• Your goal: Format the items as a Markdown table with the columns Row and Line, covering the span from the line containing "Indicate every instance of the wooden" through the end of the items, both ends included. Number each line in Row and leave out blank lines.

--- Begin Dataset excerpts ---

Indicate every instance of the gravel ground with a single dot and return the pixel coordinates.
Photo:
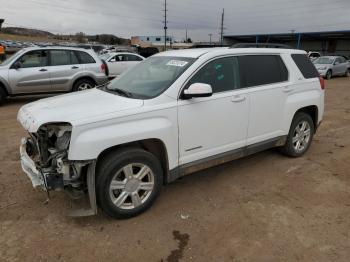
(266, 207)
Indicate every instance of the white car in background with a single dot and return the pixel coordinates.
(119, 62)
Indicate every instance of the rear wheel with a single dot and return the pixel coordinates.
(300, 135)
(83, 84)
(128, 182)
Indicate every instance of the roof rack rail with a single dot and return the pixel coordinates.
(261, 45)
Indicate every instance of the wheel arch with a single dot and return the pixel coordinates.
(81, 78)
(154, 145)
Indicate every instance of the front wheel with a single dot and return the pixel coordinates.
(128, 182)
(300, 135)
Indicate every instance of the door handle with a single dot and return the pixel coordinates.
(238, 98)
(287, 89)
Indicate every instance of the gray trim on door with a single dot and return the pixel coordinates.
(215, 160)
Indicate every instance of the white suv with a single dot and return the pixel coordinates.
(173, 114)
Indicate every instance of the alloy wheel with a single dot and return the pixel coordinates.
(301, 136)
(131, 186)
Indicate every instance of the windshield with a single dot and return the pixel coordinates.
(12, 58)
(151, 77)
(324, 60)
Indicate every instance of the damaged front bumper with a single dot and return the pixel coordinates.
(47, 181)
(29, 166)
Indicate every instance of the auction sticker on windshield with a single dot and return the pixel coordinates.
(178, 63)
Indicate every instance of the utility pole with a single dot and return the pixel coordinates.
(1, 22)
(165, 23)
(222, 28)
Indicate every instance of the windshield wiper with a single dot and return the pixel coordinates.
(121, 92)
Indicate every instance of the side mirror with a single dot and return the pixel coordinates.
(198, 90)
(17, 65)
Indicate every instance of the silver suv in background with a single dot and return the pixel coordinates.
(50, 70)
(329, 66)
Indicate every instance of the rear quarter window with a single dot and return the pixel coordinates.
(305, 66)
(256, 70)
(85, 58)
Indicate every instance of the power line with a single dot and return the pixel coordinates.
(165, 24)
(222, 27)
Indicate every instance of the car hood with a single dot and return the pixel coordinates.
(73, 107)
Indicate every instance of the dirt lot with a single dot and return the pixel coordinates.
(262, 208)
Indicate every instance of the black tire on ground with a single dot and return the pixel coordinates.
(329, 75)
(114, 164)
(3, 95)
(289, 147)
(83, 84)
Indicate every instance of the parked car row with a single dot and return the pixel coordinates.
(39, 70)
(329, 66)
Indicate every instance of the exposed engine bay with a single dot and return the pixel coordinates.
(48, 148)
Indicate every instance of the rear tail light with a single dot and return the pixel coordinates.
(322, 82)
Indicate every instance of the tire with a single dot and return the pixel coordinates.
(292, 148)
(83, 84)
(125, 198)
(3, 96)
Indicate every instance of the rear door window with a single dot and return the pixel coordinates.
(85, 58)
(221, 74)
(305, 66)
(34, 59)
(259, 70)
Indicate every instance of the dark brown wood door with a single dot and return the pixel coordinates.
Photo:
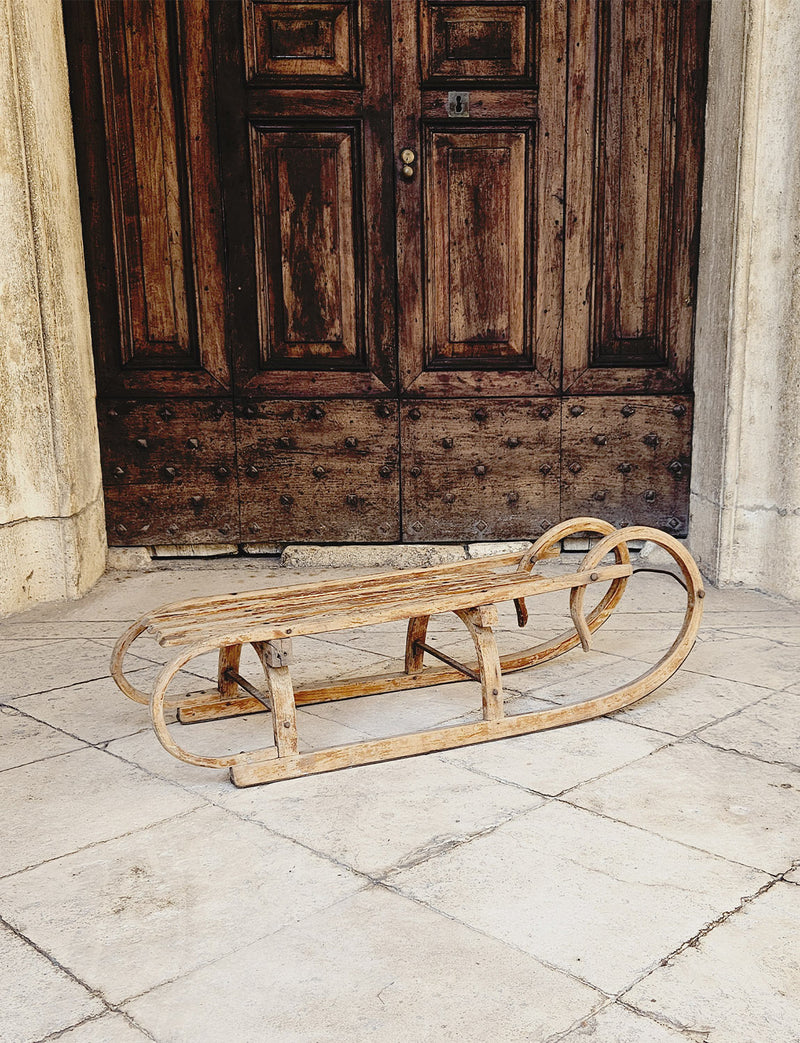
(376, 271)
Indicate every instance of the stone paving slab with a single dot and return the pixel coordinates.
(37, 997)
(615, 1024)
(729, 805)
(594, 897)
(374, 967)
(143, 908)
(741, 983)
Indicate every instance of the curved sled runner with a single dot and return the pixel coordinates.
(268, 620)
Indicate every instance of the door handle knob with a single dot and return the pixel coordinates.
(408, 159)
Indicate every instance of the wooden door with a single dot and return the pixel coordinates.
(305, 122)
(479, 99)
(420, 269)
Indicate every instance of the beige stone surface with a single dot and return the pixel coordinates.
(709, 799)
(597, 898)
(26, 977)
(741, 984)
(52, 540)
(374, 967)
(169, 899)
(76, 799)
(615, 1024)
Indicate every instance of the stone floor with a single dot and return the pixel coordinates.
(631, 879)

--- End Dataset excerpts ---

• Answer to the problem:
| Row | Line |
|---|---|
| 1 | Indicate every instance of the wooden door with a single dot and return the pixel coordinates. |
| 2 | (305, 122) |
| 3 | (479, 99) |
| 4 | (420, 269) |
| 5 | Indicate every instance of the beige stone surface with a single dot and return the pixel coordinates. |
| 6 | (709, 799) |
| 7 | (597, 898) |
| 8 | (26, 977) |
| 9 | (741, 984) |
| 10 | (52, 540) |
| 11 | (374, 967) |
| 12 | (169, 899) |
| 13 | (76, 799) |
| 14 | (615, 1024) |
| 15 | Indicate every instance of the stone floor with a single dot and return the pixel coordinates. |
| 16 | (631, 879) |